● DO THIS:
Output exactly the lines from the line with "the red sock" through the end of the records below. Include nothing else.

● PROVIDED RECORDS:
::::

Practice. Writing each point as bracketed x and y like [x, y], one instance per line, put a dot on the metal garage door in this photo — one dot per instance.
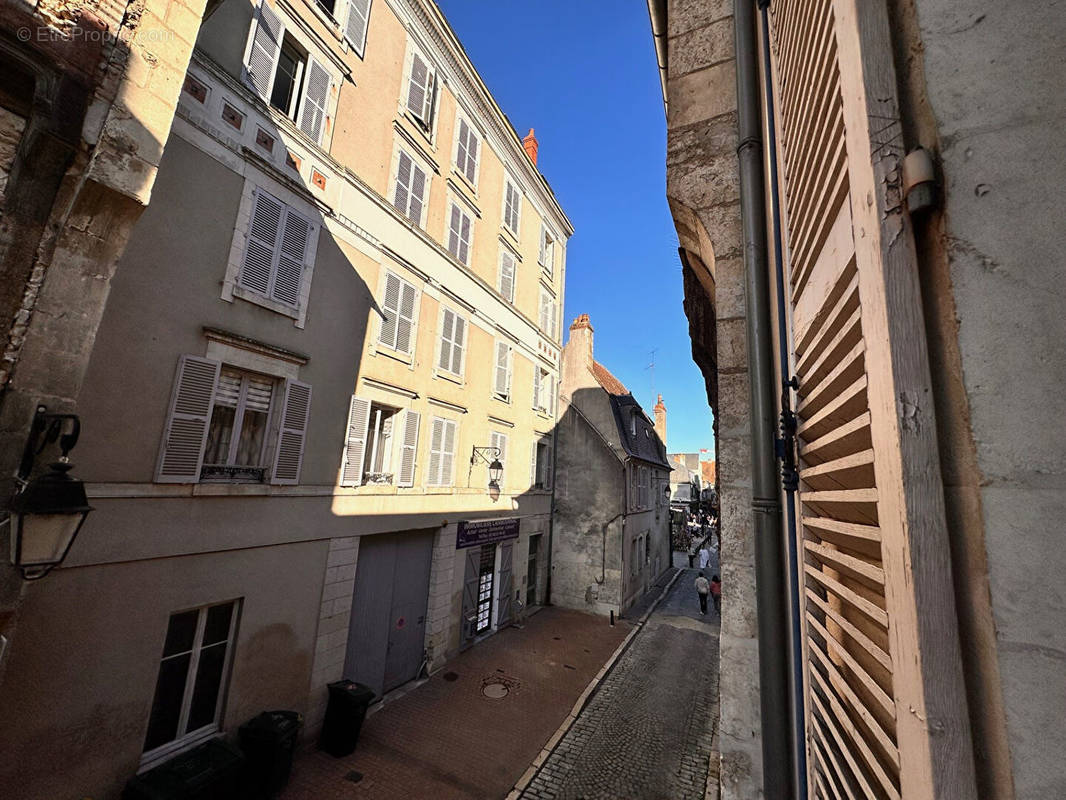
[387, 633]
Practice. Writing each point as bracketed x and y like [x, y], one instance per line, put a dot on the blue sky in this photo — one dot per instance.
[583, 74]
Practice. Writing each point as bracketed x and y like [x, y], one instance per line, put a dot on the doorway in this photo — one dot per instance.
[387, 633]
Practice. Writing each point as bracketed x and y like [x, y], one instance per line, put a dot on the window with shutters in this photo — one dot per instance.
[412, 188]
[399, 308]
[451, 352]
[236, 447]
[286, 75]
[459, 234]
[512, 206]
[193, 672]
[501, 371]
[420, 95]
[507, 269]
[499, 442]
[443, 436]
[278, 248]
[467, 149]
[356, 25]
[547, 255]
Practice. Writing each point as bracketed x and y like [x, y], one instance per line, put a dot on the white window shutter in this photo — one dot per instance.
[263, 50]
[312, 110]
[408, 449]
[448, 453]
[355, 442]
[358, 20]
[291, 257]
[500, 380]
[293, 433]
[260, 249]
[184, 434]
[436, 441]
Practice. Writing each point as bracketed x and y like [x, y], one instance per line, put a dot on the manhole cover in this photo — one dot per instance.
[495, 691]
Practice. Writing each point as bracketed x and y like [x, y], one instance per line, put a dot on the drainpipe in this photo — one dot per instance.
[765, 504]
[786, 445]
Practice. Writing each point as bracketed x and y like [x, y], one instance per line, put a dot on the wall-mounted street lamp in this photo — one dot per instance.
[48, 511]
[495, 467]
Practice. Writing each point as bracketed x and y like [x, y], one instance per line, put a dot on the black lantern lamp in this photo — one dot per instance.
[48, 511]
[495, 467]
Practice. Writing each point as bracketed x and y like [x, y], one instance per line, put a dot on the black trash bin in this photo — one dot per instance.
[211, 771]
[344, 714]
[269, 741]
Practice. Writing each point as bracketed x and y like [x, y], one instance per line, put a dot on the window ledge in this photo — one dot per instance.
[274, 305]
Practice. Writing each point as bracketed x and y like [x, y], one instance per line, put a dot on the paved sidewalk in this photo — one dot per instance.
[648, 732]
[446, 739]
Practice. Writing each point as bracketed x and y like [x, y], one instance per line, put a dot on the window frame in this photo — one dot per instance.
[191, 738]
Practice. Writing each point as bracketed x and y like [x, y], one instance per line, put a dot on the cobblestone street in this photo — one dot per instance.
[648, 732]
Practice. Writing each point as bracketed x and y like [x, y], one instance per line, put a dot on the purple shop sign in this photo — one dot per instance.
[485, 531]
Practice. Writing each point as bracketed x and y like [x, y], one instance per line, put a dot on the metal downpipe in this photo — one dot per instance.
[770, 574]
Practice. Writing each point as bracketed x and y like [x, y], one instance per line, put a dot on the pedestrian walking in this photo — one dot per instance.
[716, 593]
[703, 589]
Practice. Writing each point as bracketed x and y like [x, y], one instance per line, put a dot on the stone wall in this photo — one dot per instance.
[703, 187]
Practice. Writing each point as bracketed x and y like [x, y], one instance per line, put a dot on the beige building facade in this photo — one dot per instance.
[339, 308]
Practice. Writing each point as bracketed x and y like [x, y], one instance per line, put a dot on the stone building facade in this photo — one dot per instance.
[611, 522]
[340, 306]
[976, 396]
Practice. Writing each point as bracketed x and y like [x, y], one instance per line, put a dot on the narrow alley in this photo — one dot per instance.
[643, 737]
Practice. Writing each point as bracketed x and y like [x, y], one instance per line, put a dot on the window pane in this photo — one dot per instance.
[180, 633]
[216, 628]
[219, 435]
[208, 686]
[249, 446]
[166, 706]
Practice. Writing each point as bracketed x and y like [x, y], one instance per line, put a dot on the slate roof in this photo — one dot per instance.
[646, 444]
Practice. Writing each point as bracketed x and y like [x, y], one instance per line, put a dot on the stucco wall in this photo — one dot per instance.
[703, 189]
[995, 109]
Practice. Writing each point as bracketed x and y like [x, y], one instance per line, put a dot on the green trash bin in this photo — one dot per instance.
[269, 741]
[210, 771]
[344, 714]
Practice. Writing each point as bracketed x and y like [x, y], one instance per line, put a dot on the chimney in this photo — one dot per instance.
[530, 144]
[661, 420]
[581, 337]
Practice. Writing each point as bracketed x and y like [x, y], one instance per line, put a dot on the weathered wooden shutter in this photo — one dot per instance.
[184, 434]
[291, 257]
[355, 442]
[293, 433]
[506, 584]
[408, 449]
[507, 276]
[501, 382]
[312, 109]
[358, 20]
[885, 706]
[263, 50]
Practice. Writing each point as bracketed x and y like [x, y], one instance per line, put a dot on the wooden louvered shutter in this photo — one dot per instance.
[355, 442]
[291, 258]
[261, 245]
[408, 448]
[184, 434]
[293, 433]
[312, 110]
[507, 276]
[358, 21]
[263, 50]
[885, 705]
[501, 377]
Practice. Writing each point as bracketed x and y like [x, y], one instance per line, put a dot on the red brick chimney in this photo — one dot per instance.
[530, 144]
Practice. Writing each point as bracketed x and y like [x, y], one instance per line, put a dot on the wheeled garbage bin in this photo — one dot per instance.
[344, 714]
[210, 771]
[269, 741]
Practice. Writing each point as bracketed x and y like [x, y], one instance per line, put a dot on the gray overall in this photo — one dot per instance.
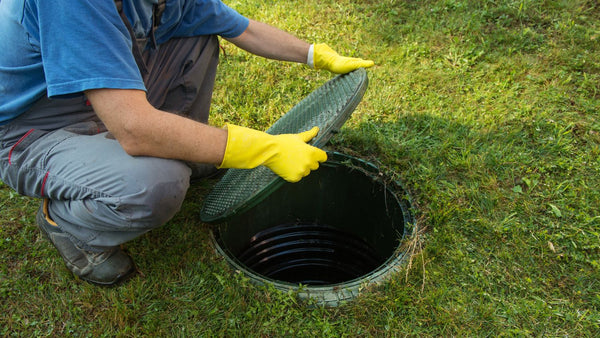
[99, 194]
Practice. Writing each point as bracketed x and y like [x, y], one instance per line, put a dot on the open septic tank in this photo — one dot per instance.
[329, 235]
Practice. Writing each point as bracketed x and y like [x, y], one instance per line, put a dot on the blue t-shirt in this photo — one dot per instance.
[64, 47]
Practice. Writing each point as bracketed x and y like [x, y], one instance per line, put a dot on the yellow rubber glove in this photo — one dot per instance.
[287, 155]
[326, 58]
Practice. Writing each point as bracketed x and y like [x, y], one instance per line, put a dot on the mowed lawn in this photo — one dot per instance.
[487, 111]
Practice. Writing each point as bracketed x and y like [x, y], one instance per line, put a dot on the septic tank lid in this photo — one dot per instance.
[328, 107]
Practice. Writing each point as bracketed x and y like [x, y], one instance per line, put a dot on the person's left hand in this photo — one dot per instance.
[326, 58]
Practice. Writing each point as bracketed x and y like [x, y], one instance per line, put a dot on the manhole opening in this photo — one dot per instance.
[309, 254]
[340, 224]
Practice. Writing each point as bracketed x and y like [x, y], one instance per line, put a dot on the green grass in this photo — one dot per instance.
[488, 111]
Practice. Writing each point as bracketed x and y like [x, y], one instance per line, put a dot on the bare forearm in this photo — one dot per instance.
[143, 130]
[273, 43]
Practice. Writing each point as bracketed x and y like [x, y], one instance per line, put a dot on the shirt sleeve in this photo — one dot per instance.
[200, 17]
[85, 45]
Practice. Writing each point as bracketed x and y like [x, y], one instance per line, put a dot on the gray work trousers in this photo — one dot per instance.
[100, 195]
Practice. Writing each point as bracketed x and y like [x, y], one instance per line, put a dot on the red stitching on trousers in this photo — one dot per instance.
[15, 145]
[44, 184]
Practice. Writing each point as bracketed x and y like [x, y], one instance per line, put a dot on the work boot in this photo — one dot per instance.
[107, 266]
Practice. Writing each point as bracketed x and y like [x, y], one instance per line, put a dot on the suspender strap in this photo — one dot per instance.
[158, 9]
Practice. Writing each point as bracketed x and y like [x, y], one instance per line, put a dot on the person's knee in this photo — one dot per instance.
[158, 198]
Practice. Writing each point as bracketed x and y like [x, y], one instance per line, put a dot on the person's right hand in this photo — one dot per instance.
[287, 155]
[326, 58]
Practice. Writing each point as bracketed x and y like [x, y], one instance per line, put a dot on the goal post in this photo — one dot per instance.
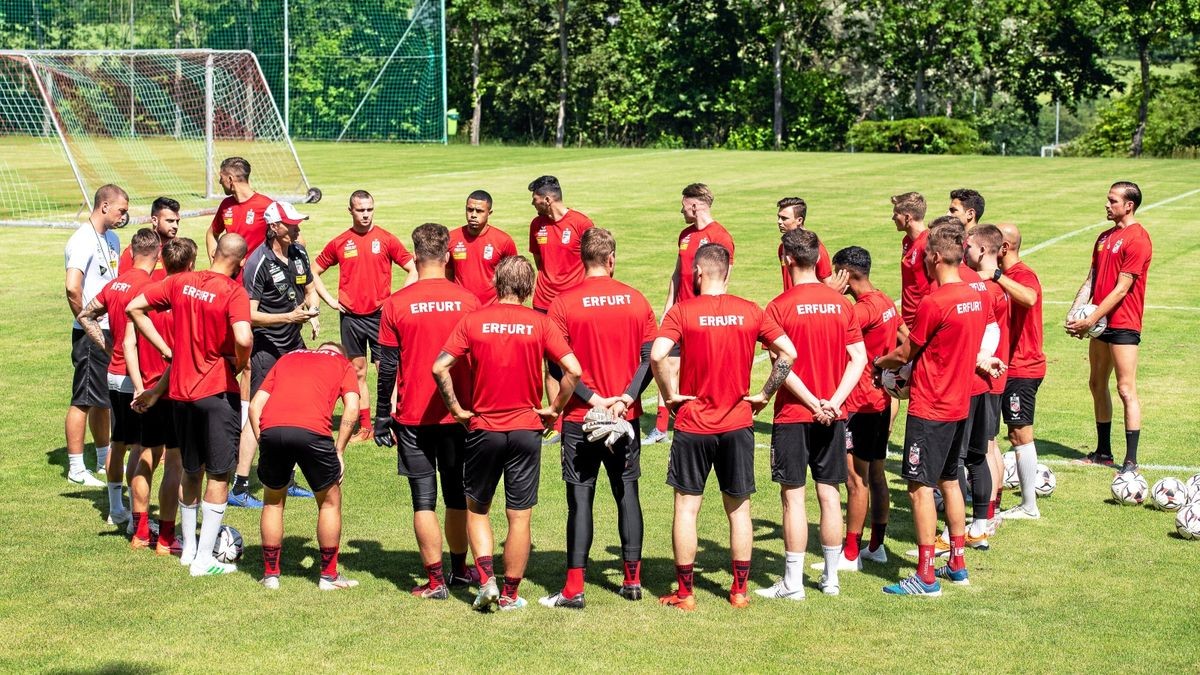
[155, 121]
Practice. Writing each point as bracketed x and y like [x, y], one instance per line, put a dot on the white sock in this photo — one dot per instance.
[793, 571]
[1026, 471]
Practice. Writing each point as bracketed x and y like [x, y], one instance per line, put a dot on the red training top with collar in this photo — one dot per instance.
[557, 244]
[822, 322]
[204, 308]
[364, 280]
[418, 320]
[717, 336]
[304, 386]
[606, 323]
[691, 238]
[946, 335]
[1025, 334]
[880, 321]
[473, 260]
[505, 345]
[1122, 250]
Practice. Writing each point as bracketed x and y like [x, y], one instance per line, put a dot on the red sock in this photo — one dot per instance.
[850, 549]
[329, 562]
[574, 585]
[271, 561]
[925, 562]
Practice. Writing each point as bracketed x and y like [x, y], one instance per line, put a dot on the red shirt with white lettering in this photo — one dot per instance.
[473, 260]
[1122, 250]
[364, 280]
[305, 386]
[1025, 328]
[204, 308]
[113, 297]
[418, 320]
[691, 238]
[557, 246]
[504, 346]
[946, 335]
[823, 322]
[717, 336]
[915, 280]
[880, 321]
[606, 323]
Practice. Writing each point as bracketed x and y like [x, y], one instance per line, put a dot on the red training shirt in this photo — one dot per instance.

::::

● WRITTEN RESPONSE:
Practice. Writing each point as bracketed x and y like [x, y], one instance per line, put a dot on the red sock in this photo — one dot per instance.
[850, 549]
[329, 562]
[574, 585]
[271, 561]
[925, 562]
Practice. Writing each point as bracketed x and y like [x, y], one instance per line, put a dot on the red shirt with white lettering in this photo — one dot per instance.
[473, 260]
[1122, 250]
[364, 280]
[305, 386]
[1025, 328]
[204, 308]
[113, 297]
[418, 320]
[691, 238]
[557, 246]
[504, 346]
[946, 335]
[823, 322]
[717, 336]
[915, 280]
[880, 321]
[606, 323]
Practice. Writing each point as bracketed x and y like [x, y], one instance per line, put a dot on the red training shirt in this photo — one dot per instance.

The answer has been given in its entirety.